Texto fornecido:

......

Bicho do pau

quinta-feira, 20 de novembro de 2008


Foi publicado no jornal Folha de S.Paulo desta quinta-feira, 20, um artigo assinado pelo chef Alex Atala (D.O.M. e Dalva & Dito) sobre a visita ao Pará e Amazônia na qual ele foi o anfitrião de dois dos chefs espanhóis mais famosos da atualidade - Ferran Adrià e Juan Mari Arzak. A íntegra do artigo está neste link. No artigo, Atala comenta, entre outras coisas, sobre a surpresa dos estrangeiros diante do turu.


O turu é um molusco que vive em árvores em estado de putrefação, ou podres, em locais como a Amazônia e a Ilha de Marajó. São como os caranguejos dos mangues de Pernambuco: vivem apenas em troncos apodrecidos e é preciso se enfiar na lama para apanhá-los. Outros peixes exóticos, como o tralhoto (ou quatrolho), podem ser encontrados no mangue amazônico.

......

O que se pede: Transcreva, sem nenhuma alteração, o trecho do texto sobre o turu que começa em "Bicho do pau" e vai até "diante do turu.", incluindo estas últimas palavras.

Dados fornecidos:
......

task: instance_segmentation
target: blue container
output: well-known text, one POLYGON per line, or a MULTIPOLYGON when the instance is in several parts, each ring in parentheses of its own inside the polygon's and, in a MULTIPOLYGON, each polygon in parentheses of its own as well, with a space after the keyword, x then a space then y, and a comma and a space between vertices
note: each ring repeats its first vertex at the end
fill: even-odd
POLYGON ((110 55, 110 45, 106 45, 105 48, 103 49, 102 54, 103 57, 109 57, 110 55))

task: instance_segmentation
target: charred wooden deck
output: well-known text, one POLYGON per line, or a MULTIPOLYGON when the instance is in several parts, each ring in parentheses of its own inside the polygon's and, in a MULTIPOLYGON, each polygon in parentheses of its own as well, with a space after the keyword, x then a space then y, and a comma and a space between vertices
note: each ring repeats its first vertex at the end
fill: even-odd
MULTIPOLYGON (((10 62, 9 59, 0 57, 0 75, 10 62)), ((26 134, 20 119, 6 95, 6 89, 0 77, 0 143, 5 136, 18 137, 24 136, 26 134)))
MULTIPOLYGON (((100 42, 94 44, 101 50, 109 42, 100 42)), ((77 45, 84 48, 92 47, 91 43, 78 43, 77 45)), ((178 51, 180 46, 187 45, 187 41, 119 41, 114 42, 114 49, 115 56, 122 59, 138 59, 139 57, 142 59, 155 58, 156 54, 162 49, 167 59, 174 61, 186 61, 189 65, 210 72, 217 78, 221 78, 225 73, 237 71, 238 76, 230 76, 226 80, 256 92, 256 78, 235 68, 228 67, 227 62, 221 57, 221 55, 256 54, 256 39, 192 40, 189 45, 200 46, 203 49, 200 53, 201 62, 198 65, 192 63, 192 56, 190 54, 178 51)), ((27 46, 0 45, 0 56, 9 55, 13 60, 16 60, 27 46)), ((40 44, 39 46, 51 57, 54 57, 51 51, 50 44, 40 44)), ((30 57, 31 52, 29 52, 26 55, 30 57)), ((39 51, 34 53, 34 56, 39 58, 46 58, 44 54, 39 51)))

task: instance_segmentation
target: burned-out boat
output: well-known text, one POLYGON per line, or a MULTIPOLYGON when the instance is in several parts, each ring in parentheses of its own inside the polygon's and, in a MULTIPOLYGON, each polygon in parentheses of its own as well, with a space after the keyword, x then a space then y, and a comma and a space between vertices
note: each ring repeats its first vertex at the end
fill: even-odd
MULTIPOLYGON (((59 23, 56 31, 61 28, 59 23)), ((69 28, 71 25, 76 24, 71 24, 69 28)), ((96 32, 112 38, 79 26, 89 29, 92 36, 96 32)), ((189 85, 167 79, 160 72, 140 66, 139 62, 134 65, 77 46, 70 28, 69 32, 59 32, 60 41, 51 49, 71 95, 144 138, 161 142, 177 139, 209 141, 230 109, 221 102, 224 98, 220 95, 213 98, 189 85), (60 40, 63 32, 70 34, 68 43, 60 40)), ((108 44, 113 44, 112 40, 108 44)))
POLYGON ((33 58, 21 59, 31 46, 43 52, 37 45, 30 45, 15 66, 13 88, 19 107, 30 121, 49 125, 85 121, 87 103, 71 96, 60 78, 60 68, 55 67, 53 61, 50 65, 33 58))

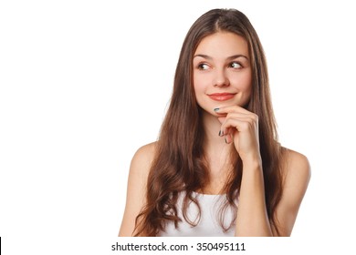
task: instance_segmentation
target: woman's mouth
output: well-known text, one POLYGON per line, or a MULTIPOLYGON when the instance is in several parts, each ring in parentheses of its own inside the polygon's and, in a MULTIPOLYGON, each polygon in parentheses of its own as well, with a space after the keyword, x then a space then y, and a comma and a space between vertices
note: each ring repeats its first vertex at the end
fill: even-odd
POLYGON ((235 93, 214 93, 207 96, 215 101, 225 101, 233 98, 235 95, 235 93))

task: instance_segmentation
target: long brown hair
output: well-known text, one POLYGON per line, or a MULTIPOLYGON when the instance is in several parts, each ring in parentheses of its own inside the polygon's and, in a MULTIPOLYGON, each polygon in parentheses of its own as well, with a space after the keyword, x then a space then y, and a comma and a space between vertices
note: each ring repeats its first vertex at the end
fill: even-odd
MULTIPOLYGON (((177 64, 173 95, 157 141, 156 154, 147 181, 146 205, 136 218, 135 236, 156 236, 168 221, 175 227, 183 220, 176 207, 178 195, 184 191, 183 216, 187 217, 191 202, 199 203, 193 195, 209 181, 204 151, 202 109, 197 105, 193 86, 193 56, 205 36, 227 31, 244 37, 248 44, 252 67, 252 94, 246 108, 259 117, 259 143, 263 162, 267 211, 272 227, 277 231, 276 207, 281 198, 281 149, 277 143, 276 121, 272 110, 265 54, 257 34, 248 18, 235 9, 214 9, 200 16, 192 26, 183 44, 177 64)), ((233 169, 224 191, 226 203, 236 212, 236 199, 241 185, 242 161, 236 152, 233 169)), ((220 216, 222 219, 224 215, 220 216)), ((198 215, 200 219, 200 214, 198 215)), ((226 230, 230 226, 222 228, 226 230)))

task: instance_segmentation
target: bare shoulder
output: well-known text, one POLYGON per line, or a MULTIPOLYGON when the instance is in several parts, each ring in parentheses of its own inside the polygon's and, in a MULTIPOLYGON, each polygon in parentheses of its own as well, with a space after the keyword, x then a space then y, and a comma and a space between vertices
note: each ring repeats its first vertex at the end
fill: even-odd
POLYGON ((290 236, 310 179, 310 166, 303 154, 282 148, 283 191, 277 208, 280 235, 290 236))
POLYGON ((141 147, 132 157, 129 185, 146 186, 147 177, 156 151, 156 142, 141 147), (132 183, 134 182, 134 183, 132 183))
POLYGON ((125 211, 119 236, 131 236, 136 217, 144 206, 147 178, 156 151, 156 143, 141 147, 132 157, 127 186, 125 211))
POLYGON ((286 181, 292 178, 294 180, 309 182, 311 171, 308 158, 298 151, 287 148, 282 148, 282 151, 283 161, 285 162, 283 174, 286 181))
POLYGON ((133 155, 131 165, 140 164, 142 168, 151 167, 156 151, 156 142, 141 147, 133 155))

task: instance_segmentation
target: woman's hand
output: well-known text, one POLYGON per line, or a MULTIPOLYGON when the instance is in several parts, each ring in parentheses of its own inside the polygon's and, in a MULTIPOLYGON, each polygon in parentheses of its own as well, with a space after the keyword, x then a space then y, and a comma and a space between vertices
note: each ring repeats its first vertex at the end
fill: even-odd
POLYGON ((261 160, 258 138, 258 117, 238 107, 231 106, 215 109, 221 122, 219 135, 234 146, 241 159, 261 160))

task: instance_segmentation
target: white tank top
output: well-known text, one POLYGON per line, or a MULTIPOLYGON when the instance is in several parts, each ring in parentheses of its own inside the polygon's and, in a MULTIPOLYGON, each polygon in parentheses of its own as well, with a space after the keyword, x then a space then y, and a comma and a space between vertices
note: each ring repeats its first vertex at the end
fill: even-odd
MULTIPOLYGON (((219 209, 225 201, 225 195, 207 195, 193 192, 193 196, 196 196, 201 208, 201 219, 195 227, 192 227, 183 217, 182 205, 184 196, 184 192, 181 193, 177 200, 178 217, 182 219, 182 221, 178 222, 178 228, 175 229, 173 221, 169 221, 166 224, 165 230, 161 231, 158 236, 233 237, 235 235, 235 224, 233 224, 226 232, 224 232, 224 230, 219 223, 219 209)), ((198 208, 193 202, 188 207, 187 216, 192 221, 194 221, 198 217, 198 208)), ((229 207, 224 213, 224 224, 225 227, 230 226, 233 218, 234 211, 233 209, 229 207)))

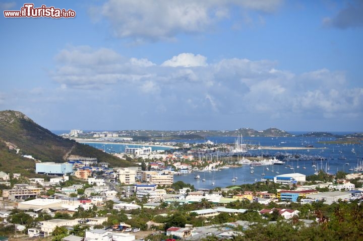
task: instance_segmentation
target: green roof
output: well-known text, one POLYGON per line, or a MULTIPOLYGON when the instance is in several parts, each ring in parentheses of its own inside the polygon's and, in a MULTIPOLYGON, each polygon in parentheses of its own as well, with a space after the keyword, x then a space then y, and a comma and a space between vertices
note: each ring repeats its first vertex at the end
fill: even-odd
POLYGON ((220 200, 219 200, 219 203, 229 203, 230 202, 235 202, 237 200, 237 199, 235 199, 234 198, 221 198, 220 200))

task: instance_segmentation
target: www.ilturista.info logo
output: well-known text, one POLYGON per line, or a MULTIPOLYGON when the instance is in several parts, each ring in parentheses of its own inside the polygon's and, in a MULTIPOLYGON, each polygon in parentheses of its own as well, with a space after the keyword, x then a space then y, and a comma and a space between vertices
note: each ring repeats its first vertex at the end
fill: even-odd
POLYGON ((33 4, 25 4, 20 11, 4 11, 6 18, 74 18, 76 12, 72 9, 56 9, 54 7, 42 5, 40 8, 34 8, 33 4))

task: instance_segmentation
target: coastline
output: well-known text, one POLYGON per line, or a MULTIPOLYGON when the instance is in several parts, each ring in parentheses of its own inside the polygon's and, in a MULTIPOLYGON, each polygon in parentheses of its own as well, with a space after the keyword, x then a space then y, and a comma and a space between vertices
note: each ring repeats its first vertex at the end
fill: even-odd
MULTIPOLYGON (((173 146, 171 145, 157 145, 155 144, 148 144, 148 143, 143 143, 143 144, 140 144, 140 143, 128 143, 128 142, 119 142, 119 141, 112 141, 112 142, 107 142, 107 141, 99 141, 93 139, 83 139, 83 138, 75 138, 75 140, 77 141, 77 142, 79 143, 98 143, 100 144, 120 144, 120 145, 141 145, 141 146, 156 146, 156 147, 165 147, 165 148, 169 148, 170 149, 175 149, 175 146, 173 146)), ((262 150, 307 150, 307 149, 324 149, 326 147, 321 147, 321 148, 317 148, 317 147, 301 147, 301 146, 296 146, 296 147, 292 147, 292 146, 260 146, 259 147, 260 149, 262 150)))
POLYGON ((157 146, 159 147, 166 147, 170 148, 170 149, 175 149, 174 146, 167 145, 156 145, 155 144, 140 144, 140 143, 127 143, 127 142, 120 142, 118 141, 98 141, 94 139, 80 139, 75 138, 74 139, 76 141, 79 143, 99 143, 100 144, 117 144, 119 145, 142 145, 142 146, 157 146))
POLYGON ((308 150, 312 149, 325 149, 326 147, 293 147, 293 146, 260 146, 263 150, 308 150))

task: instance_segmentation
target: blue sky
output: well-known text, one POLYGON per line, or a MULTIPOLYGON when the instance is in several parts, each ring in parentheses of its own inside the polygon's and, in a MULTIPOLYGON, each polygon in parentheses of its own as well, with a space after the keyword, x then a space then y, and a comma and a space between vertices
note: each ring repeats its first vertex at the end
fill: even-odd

......

Tarefa concluída:
Bicho do pau

quinta-feira, 20 de novembro de 2008


Foi publicado no jornal Folha de S.Paulo desta quinta-feira, 20, um artigo assinado pelo chef Alex Atala (D.O.M. e Dalva & Dito) sobre a visita ao Pará e Amazônia na qual ele foi o anfitrião de dois dos chefs espanhóis mais famosos da atualidade - Ferran Adrià e Juan Mari Arzak. A íntegra do artigo está neste link. No artigo, Atala comenta, entre outras coisas, sobre a surpresa dos estrangeiros diante do turu.